*WORK TO BE COMPLETED*:
Your task is to repeat exactly the lines below between the line holding "column 15, row 301" and the line holding "Category: rock outcrop", inclusive, and only those.

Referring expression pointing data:
- - -

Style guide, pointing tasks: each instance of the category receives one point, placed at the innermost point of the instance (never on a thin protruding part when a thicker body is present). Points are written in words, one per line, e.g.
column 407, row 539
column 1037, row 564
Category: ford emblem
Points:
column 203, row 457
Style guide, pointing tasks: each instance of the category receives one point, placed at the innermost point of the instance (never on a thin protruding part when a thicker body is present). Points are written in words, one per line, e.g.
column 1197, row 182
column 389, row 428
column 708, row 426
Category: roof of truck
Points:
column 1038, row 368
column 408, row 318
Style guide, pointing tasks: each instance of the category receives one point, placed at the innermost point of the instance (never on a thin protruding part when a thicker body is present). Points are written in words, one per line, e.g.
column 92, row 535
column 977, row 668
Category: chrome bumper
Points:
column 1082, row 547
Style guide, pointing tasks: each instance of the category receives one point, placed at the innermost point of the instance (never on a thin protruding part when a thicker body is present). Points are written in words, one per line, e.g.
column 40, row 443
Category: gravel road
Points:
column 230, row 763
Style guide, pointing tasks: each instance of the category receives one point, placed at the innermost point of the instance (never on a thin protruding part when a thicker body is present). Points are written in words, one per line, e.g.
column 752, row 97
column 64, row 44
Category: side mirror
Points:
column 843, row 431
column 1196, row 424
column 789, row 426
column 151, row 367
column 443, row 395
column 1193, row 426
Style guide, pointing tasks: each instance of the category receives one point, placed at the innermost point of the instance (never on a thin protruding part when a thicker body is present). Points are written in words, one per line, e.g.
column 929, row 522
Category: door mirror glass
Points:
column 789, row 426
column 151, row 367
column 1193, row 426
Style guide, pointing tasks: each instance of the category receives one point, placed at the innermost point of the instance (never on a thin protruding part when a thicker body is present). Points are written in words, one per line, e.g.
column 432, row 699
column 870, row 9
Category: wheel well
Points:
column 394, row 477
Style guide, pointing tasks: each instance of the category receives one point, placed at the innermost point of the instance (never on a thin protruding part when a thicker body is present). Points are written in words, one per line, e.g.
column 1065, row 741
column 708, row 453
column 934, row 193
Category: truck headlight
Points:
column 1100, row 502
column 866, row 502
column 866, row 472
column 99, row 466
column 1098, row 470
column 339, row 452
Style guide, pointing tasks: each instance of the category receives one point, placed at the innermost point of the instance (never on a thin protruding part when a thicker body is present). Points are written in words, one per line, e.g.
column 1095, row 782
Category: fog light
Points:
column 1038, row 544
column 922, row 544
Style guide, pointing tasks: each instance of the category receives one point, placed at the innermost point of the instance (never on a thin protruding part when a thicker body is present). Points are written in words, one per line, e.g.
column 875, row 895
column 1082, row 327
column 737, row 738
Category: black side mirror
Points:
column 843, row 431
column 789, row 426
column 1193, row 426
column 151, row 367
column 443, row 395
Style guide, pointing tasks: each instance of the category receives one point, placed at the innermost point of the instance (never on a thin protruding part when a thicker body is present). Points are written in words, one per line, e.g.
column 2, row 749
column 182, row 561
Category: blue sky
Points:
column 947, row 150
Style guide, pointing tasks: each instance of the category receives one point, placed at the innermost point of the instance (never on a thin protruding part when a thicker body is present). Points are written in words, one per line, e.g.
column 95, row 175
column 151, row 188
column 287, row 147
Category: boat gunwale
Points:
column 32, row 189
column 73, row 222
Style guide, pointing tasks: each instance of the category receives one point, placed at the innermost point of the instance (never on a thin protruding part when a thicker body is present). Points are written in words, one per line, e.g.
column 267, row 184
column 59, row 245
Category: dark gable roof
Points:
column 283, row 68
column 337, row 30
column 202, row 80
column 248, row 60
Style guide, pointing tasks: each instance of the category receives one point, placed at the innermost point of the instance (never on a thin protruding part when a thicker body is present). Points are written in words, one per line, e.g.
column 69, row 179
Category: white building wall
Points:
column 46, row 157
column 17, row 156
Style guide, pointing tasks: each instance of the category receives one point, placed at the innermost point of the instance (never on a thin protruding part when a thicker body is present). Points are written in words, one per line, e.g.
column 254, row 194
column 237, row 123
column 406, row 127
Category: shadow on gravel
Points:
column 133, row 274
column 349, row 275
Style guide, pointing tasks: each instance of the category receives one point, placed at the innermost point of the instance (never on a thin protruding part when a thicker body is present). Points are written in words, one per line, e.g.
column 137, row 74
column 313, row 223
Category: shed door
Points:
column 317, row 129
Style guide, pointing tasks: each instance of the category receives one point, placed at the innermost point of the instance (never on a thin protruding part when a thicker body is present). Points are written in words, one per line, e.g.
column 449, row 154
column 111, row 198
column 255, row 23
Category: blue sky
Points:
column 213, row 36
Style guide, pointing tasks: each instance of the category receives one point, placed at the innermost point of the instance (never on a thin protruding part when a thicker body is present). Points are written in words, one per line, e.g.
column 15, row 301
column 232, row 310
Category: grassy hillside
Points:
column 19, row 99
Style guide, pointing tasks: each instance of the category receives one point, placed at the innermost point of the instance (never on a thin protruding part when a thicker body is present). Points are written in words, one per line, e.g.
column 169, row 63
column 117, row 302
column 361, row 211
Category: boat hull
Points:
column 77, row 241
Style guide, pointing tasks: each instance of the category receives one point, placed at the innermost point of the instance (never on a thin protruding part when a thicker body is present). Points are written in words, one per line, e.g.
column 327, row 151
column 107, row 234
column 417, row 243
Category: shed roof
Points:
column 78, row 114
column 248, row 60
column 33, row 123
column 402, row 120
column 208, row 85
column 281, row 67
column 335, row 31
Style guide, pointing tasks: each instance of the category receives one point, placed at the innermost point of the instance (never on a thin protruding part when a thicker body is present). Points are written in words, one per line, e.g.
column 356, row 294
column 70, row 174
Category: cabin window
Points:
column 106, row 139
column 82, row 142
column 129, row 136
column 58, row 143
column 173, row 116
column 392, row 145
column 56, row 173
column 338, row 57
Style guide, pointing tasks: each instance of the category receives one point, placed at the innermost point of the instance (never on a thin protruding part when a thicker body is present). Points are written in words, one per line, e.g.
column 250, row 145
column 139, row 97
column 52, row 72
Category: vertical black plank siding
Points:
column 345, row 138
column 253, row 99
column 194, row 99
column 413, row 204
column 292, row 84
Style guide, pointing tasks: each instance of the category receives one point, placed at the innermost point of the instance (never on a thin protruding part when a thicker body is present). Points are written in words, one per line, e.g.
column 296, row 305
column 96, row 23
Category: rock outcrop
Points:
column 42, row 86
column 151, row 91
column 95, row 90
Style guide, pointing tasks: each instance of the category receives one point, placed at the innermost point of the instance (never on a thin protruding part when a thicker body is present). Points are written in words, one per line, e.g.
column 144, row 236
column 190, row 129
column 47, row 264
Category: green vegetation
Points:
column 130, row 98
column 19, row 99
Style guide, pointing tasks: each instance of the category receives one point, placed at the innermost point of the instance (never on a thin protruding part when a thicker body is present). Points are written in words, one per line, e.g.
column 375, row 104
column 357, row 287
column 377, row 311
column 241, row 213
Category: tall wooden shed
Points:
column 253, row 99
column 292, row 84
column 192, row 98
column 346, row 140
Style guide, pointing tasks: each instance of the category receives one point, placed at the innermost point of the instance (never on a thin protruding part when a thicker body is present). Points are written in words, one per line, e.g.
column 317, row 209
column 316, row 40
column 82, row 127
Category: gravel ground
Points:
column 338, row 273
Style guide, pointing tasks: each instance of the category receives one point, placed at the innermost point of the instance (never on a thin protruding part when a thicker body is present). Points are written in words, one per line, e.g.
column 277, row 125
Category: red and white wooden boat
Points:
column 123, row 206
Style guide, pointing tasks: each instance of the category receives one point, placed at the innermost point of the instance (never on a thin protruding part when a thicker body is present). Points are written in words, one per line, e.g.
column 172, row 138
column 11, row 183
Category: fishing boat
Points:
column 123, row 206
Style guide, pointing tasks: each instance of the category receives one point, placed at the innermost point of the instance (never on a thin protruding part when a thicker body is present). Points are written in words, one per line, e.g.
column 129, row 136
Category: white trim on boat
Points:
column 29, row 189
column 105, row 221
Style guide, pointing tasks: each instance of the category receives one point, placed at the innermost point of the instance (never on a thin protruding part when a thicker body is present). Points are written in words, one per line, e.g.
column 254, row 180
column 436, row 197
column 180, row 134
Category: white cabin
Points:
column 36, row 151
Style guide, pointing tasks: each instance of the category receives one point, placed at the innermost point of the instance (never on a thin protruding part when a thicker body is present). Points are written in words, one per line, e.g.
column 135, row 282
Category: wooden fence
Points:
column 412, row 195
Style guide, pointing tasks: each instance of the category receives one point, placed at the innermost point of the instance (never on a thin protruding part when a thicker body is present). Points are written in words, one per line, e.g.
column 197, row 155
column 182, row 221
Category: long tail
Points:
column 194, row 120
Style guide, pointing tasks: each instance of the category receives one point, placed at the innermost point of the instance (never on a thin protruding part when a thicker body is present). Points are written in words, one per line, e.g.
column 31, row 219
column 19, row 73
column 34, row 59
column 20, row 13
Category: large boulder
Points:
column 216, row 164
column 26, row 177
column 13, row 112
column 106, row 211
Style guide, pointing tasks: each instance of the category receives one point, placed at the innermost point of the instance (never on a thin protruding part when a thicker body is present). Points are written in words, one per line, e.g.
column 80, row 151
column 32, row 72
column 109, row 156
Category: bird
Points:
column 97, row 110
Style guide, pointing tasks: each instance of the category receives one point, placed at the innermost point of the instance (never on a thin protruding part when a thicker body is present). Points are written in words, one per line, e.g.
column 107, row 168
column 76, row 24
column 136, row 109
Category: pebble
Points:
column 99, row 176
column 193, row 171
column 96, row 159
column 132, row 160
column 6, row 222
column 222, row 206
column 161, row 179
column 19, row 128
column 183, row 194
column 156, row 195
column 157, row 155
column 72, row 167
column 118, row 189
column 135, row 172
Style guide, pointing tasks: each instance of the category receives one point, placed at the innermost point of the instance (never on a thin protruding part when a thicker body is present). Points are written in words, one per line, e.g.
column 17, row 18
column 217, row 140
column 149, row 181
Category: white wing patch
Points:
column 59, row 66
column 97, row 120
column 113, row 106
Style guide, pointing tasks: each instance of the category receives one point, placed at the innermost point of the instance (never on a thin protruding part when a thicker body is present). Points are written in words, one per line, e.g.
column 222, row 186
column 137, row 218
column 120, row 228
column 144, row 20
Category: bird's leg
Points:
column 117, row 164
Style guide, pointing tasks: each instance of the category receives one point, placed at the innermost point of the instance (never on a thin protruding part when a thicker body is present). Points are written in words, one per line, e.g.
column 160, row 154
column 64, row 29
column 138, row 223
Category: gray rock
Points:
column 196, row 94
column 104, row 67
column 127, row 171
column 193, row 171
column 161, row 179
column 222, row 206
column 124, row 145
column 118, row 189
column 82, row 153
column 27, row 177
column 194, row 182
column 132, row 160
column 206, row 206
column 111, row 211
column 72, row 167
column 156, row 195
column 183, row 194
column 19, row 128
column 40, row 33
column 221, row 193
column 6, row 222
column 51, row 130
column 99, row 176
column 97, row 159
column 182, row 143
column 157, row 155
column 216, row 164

- - -

*EXPECTED ANSWER*:
column 15, row 301
column 232, row 310
Category: grassy hillside
Points:
column 19, row 99
Style guide, pointing tasks: each instance of the category receives one point, placed at the innermost point of the instance (never on a thin protruding part when a thicker body is present). Points are written in words, one per line, e.g.
column 169, row 63
column 117, row 302
column 361, row 211
Category: boat hull
Points:
column 77, row 241
Style guide, pointing tasks: each instance of the category receives one point, placed at the innermost point of the instance (never on a thin protruding part when a thicker body is present). Points are written in words, one per line, e.g.
column 327, row 151
column 107, row 234
column 417, row 243
Category: shed roof
Points:
column 78, row 114
column 248, row 60
column 33, row 123
column 402, row 120
column 208, row 85
column 281, row 67
column 335, row 31
Style guide, pointing tasks: each instance of the category receives one point, placed at the innermost point of the instance (never on a thin protruding part when a thicker body is present). Points are written in words, one per line, e.g.
column 356, row 294
column 70, row 174
Category: cabin window
Points:
column 106, row 139
column 82, row 142
column 129, row 136
column 58, row 143
column 173, row 116
column 392, row 145
column 56, row 173
column 338, row 57
Style guide, pointing tasks: each instance of the category receives one point, placed at the innermost point of the instance (never on a thin protruding part when a thicker body is present). Points are written in words, one per line, e.g.
column 250, row 145
column 139, row 97
column 52, row 72
Category: vertical black plank siding
Points:
column 345, row 138
column 253, row 99
column 194, row 99
column 413, row 204
column 292, row 84
Style guide, pointing tasks: each instance of the category receives one point, placed at the innermost point of the instance (never on a thin protruding part when a thicker body is present). Points are written in words, one per line, e.g.
column 296, row 305
column 96, row 23
Category: rock outcrop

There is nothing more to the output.